### Task item
Write back every record verbatim.
[[ Records shown, beginning ]]
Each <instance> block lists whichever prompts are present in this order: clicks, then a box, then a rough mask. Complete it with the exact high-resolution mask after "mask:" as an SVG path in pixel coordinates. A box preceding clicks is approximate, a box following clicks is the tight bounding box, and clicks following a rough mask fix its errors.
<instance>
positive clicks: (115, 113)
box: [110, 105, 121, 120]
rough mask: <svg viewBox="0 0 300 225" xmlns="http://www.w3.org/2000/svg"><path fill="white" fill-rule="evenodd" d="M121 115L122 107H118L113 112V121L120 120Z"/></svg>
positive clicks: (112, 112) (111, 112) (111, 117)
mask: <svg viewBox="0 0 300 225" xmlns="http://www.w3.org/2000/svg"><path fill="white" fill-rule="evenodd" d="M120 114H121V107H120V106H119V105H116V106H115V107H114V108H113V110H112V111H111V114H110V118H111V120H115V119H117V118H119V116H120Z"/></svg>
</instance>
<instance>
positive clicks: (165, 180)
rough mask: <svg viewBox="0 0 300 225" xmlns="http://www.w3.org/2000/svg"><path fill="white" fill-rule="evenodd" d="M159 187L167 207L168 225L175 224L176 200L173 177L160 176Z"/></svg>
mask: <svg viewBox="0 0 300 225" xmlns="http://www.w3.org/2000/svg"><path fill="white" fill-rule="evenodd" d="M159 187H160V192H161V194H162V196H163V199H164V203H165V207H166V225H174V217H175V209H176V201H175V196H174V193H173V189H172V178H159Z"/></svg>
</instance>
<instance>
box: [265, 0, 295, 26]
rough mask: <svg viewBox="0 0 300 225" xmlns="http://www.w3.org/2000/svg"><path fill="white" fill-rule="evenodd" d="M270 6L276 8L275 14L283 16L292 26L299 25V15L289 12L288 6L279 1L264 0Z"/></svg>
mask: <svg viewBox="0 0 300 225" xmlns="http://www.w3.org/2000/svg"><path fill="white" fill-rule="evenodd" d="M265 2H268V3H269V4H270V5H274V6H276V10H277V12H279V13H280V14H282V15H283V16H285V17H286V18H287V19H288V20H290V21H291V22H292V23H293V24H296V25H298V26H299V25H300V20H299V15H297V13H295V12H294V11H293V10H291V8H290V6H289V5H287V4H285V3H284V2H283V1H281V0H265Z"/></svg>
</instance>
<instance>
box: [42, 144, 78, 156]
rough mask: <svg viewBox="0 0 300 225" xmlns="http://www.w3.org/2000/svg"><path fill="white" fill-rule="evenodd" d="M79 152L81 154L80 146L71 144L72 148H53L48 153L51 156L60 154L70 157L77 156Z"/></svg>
[[ Records shown, end ]]
### Your response
Each <instance> block lists whichever prompts are present in this order: clicks, then a box, then a rough mask. Complete it with the exact high-resolution mask after "mask:" as an SVG path in pixel coordinates. A box preceding clicks is approximate, a box following clicks is the tight bounding box, and clicks following a rough mask fix its errors.
<instance>
positive clicks: (115, 113)
box: [110, 105, 121, 120]
rough mask: <svg viewBox="0 0 300 225" xmlns="http://www.w3.org/2000/svg"><path fill="white" fill-rule="evenodd" d="M121 115L122 107H118L113 112V121L120 120Z"/></svg>
positive clicks: (112, 112) (111, 112) (111, 117)
mask: <svg viewBox="0 0 300 225" xmlns="http://www.w3.org/2000/svg"><path fill="white" fill-rule="evenodd" d="M120 114H121V107H120V106H119V105H116V106H115V107H114V108H113V110H112V111H111V114H110V118H111V120H115V119H117V118H119V116H120Z"/></svg>
</instance>
<instance>
positive clicks: (165, 180)
rough mask: <svg viewBox="0 0 300 225" xmlns="http://www.w3.org/2000/svg"><path fill="white" fill-rule="evenodd" d="M159 187L167 207L168 225L175 224L176 200L173 177L160 176Z"/></svg>
mask: <svg viewBox="0 0 300 225" xmlns="http://www.w3.org/2000/svg"><path fill="white" fill-rule="evenodd" d="M159 187H160V192H161V194H162V196H163V199H164V203H165V207H166V225H174V217H175V209H176V201H175V196H174V193H173V189H172V178H159Z"/></svg>
</instance>
<instance>
box: [265, 0, 295, 26]
rough mask: <svg viewBox="0 0 300 225" xmlns="http://www.w3.org/2000/svg"><path fill="white" fill-rule="evenodd" d="M270 6L276 8L275 14L283 16L292 26L299 25V15L289 12L288 6L279 1L264 0Z"/></svg>
mask: <svg viewBox="0 0 300 225" xmlns="http://www.w3.org/2000/svg"><path fill="white" fill-rule="evenodd" d="M265 2H268V3H269V4H270V5H274V6H276V10H277V12H279V13H280V14H282V15H283V16H285V17H286V18H287V19H288V20H290V21H291V22H292V23H293V24H296V25H298V26H299V25H300V20H299V15H297V13H295V12H294V11H293V10H291V8H290V6H289V5H287V4H285V3H284V2H283V1H281V0H265Z"/></svg>
</instance>
<instance>
box: [42, 144, 78, 156]
rough mask: <svg viewBox="0 0 300 225" xmlns="http://www.w3.org/2000/svg"><path fill="white" fill-rule="evenodd" d="M79 152L81 154L80 146L71 144L72 148H53L48 153L51 156L60 154L70 157L77 156Z"/></svg>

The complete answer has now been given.